━━ AUSZUG ZUM LESEN ━━
Die U-Bahn in unseren Köpfen

Hin und wieder besuche ich meine Quasi-Heimatstadt Kassel – und betreibe dort semi-sentimentale kulturwissenschaftliche Studien.
Neulich stand ich auf dem Platz vor dem alten Kasseler Hauptbahnhof und trauerte um die Kasseler U-Bahn. Die es selbstverständlich nie gab. Dazu ist die „Stadt der Künste und Kongresse“ – so eine frühere Eigenwerbung – bei aller Liebe mit ihren 200.000 Einwohnern dann doch zu klein.
Was es aber gab, war eine einzelne, solitäre U-Bahn-Station. Eben dort: Unter dem Vorplatz des Hauptbahnhofes. Mit allem Drum und Dran: U-Bahn-Schildern, Rolltreppen und einer schicken Ladenzeile auf einer „B-Ebene“.

Welche Drogen man damals – Mitte der 1960er – in der „nordhessischen Metropole“ genommen haben muss, um auf die Idee zu kommen, eine stinknormale Straßenbahn vor dem Bahnhof mal kurz unter die Erde tauchen und sie direkt dahinter wieder aus dem Hades herausfahren zu lassen, lässt sich heute nicht mehr rekonstruieren.

Vermutlich wollte man genauso modern sein wie der ewige hessische Konkurrent Frankfurt, der zeitgleich eine richtige U-Bahn baute. Wobei Frankfurt für Kassel eine ziemlich größenwahnsinnige Referenz war: Die Stadt am Main zählte schon damals drei bis vier Mal so viele Einwohner und war der Standort eines riesigen Flughafens und vieler internationaler Banken. Einzig beim direkten Geschmacksvergleich der lokalen Spezialitäten „Handkäs mit Musik“ (faktisch: Harzer Käse in einer Zwiebelmarinade) und „Ahle Wurscht“ (so eine Art Eichsfelder Stracke, bloß in lecker) hat Kassel bis heute die Nase und Zunge vorn.
Ansonsten lebten wir in Kassel nun mal im Zonenrandgebiet, in der Provinz, in der Hauptstadt von Hessisch-Sibirien, und freuten uns, bei Sturm nicht von der Erdscheibe herunter zu kullern …

Allerdings genossen wir es, dass wir mit DDR 1 und 2 immerhin zwei TV-Sender mehr als die Frankfurter empfangen konnten. Das war‘s dann aber auch schon.
━━━
━━ DATENTEIL ━━
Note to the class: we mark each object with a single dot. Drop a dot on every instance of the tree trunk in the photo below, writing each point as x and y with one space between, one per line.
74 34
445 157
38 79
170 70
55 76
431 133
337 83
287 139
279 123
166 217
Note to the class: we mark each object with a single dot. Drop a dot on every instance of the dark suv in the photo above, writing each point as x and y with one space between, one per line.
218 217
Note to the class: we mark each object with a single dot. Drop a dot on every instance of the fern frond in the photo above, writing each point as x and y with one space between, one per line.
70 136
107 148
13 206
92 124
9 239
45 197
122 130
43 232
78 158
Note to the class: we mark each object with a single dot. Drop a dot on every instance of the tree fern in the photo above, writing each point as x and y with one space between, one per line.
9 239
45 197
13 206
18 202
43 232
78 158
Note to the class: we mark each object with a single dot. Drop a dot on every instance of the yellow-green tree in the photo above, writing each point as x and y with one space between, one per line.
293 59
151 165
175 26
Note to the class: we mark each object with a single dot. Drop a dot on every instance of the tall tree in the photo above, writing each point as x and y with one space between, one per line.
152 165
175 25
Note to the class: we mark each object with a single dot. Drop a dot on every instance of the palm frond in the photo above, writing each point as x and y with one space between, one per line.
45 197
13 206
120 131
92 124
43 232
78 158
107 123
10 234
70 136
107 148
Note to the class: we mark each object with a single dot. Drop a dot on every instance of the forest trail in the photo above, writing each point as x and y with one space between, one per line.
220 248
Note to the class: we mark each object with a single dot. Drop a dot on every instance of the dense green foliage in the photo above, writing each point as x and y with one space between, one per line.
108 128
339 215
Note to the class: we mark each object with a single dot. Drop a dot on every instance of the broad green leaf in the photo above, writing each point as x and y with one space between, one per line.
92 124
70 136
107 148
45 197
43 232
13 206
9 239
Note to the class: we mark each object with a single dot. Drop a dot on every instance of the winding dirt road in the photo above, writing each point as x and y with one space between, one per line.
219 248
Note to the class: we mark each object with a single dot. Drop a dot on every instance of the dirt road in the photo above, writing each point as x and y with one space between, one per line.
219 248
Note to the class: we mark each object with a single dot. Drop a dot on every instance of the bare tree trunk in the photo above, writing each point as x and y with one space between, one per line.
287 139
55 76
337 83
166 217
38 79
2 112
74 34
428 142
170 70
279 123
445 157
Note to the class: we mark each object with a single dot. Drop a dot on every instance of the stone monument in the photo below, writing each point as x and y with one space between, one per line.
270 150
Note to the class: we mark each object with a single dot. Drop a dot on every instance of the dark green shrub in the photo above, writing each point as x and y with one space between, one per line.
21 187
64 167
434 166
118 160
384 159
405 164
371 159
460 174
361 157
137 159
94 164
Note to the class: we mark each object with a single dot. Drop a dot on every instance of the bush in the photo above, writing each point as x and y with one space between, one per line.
━━━
• _GELESENES ANWENDEN_:
1) Schreibe die Passage aus dem Text über die Kasseler U-Bahn vom Stück „Die U-Bahn in“ bis „doch zu klein.“ ab und ersetze dabei „Einwohnern“ durch „Bewohnern“.
2) Führe den Text über die Kasseler U-Bahn-Station nach seinem letzten Satz weiter.

• _ANTWORTEN NACHEINANDER_:
1)
Die U-Bahn in unseren Köpfen

Hin und wieder besuche ich meine Quasi-Heimatstadt Kassel – und betreibe dort semi-sentimentale kulturwissenschaftliche Studien.
Neulich stand ich auf dem Platz vor dem alten Kasseler Hauptbahnhof und trauerte um die Kasseler U-Bahn. Die es selbstverständlich nie gab. Dazu ist die „Stadt der Künste und Kongresse“ – so eine frühere Eigenwerbung – bei aller Liebe mit ihren 200.000 Bewohnern dann doch zu klein.

2)
Andererseits: Es funktionierte. Ich erinnere mich, dass wir als Jugendliche, nachdem wir uns im Kino zunächst durch das Anschauen von „Wir Kinder vom Bahnhof Zoo“ über die Drogenkonsumgewohnheiten von echten Großstadt-Teenagern informiert hatten, in die Kasseler U-Bahn-Station pilgerten – um dort dann zwar keine Opiate, aber doch immerhin leichte Cannabis-Produkte zu uns zu nehmen. Das fühlte sich fast authentisch an …

Einige Jahre später zog ich dann zum Studieren nach Hildesheim. Dort stellte ich fest, dass man für eine Fake-U-Bahn-Station noch nicht mal eine Straßenbahn braucht. Wer schon mal in Hildesheim war, weiß: Die Fußgängerzone wird von einer großen Straße, der Kaiserstraße, zerschnitten, die man heute oberirdisch an einer Fußgängerampel überquert. Früher aber existierte an dieser Stelle eine berolltreppte Unterführung. Soweit so üblich. Aber anders als andernorts, stattete man in Hildesheim diese Unterführung mit Läden aus (Popcorn, Billig-Klamotten, einen griechischen Imbiss, Ledergürtel), ließ das Ganze dann über die Jahre gezielt verranzen und verrotten und pinselte so dort für ca. 30 Meter einen charmant urban-urinigen Heroin-Chic unter die Erdoberfläche.
Wenn es mir in Hildesheim gelegentlich etwas zu idyllisch und eng wurde, stellte ich mich manchmal für fünf Minuten in diesen „U-Bahn“-Tunnel. Einfach so. Und atmete ein. Und durch.

Als ich Ende der 80er das erste Mal Hannover besuchte, beeindruckte mich hier natürlich die richtige U-Bahn. Ich dachte: Das muss tatsächlich eine Großstadt sein! Noch beeindruckender aber fand ich, dass man hier auch noch Teile der Fußgängerzone tiefergelegt hatte. Und den Autoverkehr an einigen Stellen nach oben. So als wollte man sagen: Hier ist soviel los, wir müssen auf mehreren Ebenen arbeiten!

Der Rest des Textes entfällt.